● YOUR TASK
Report every line of the data that includes "stone".

● RECORDS SHOWN

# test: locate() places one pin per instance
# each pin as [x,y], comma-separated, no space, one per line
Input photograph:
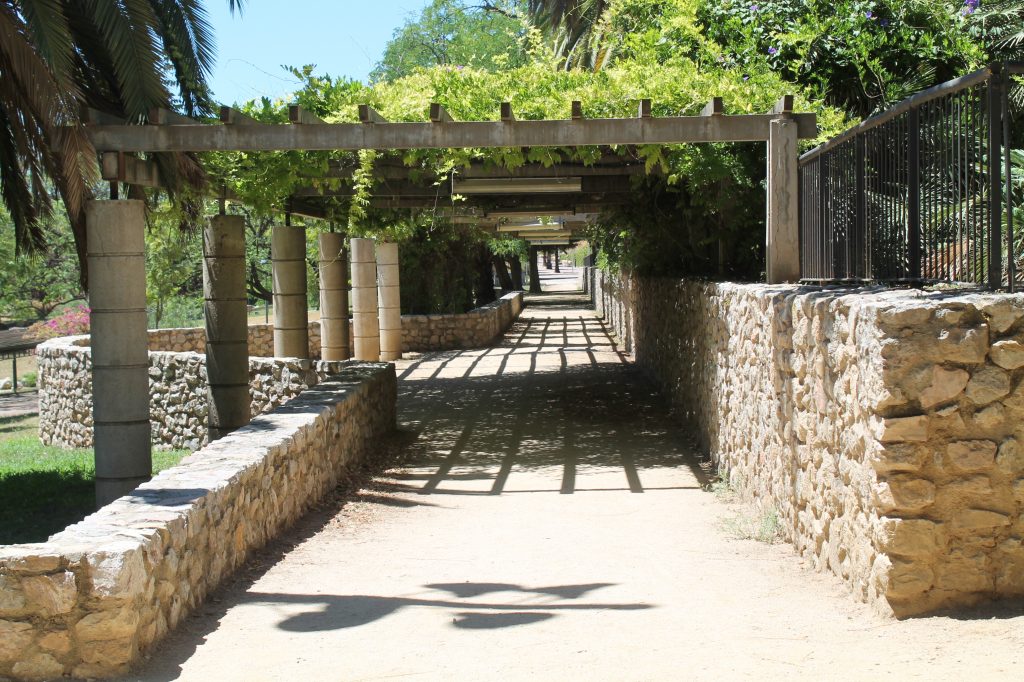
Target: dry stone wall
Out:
[90,601]
[471,330]
[885,427]
[177,392]
[419,333]
[178,382]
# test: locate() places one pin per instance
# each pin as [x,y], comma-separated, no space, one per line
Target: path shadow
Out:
[343,611]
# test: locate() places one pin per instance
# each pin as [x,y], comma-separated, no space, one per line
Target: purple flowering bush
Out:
[860,55]
[72,322]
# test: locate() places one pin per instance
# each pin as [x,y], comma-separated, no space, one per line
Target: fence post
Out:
[860,261]
[995,86]
[1009,181]
[913,195]
[782,244]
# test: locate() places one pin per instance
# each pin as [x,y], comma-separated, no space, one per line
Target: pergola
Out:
[536,203]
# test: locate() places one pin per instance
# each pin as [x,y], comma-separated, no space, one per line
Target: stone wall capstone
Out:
[94,598]
[885,427]
[178,382]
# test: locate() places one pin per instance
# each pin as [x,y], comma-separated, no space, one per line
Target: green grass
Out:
[45,488]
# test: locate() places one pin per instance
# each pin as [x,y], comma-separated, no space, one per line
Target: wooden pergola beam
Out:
[439,115]
[232,117]
[299,116]
[120,167]
[369,115]
[582,132]
[714,108]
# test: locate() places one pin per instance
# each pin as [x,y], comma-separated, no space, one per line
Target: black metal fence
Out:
[922,194]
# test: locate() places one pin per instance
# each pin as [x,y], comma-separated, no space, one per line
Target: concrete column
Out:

● RESPONSE AREA
Target: dry stone wall
Target: stone wall capstone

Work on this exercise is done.